** BEGIN **

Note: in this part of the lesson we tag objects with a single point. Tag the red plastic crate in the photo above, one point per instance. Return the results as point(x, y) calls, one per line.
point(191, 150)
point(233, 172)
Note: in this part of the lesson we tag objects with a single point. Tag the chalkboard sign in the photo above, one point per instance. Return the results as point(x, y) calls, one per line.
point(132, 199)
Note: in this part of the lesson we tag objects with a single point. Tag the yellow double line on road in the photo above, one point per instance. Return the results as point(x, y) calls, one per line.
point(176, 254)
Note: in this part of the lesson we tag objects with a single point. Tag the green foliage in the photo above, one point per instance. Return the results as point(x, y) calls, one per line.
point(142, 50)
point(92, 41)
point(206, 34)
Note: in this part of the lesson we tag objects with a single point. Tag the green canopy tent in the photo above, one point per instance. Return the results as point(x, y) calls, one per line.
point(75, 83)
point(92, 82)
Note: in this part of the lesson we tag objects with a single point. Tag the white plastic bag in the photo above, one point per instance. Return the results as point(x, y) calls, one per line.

** END **

Copy, word for word, every line from the one containing "the green canopy" down to the last line of the items above.

*Response to this task*:
Note: in this part of the lesson we tag objects with a single point. Tag the green canopy tent in the photo above, one point per instance. Return the results as point(x, y) calls, one per line.
point(75, 83)
point(92, 82)
Note: in this part of the lesson we tag objects with a single point. Tag the white plastic bag in the photo above, one point per instance. Return the results as point(x, y) calls, one per line.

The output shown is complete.